**TASK GOAL:** Copy the stretch of the text on group delusions from "It’s probably a" through "based in falsehood.", renaming "the local police association" as "the neighborhood watch committee".

**EXCERPTED TEXT:**
The group’s size and nature, generally, determine how deadly these delusions can be. The group I think about more often than any other is the nation-state. Its gigantic size, alone, insures that its delusions will be both gross and potentially murderous. Think about when at the start of a big American football game a large warplane roars through the sky above the stadium. The crowd goes wild with cheering. The event symbolizes that the crowd is ready -- at that moment -- to see that plane drop big bombs on somebody, somewhere. It’s hard to imagine a more graphic example of psychosis than that.
It’s probably a valid general rule that as groups become larger, their delusions expand. Yet, the actuality is that all groups, regardless of their size, exhibit some degree of psychosis. It doesn’t matter whether it’s the Holy Roman Catholic Church, the Democratic Party, the Penn State boosters club, the psychoanalytic movement, or the local police association. Each exhibits characteristics that are dangerous and based in falsehood.
Well, one might say: the good they do far outweighs the harm they cause. Perhaps. But judging them, on the whole, is not my point. It’s rather that we should be on guard against all of them, even when we join with them to carry out functions we approve.

**RAW RECORDS:**
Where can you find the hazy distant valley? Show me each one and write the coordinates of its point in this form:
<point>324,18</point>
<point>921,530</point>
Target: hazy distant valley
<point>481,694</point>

**TASK RESPONSE:**
It’s probably a valid general rule that as groups become larger, their delusions expand. Yet, the actuality is that all groups, regardless of their size, exhibit some degree of psychosis. It doesn’t matter whether it’s the Holy Roman Catholic Church, the Democratic Party, the Penn State boosters club, the psychoanalytic movement, or the neighborhood watch committee. Each exhibits characteristics that are dangerous and based in falsehood.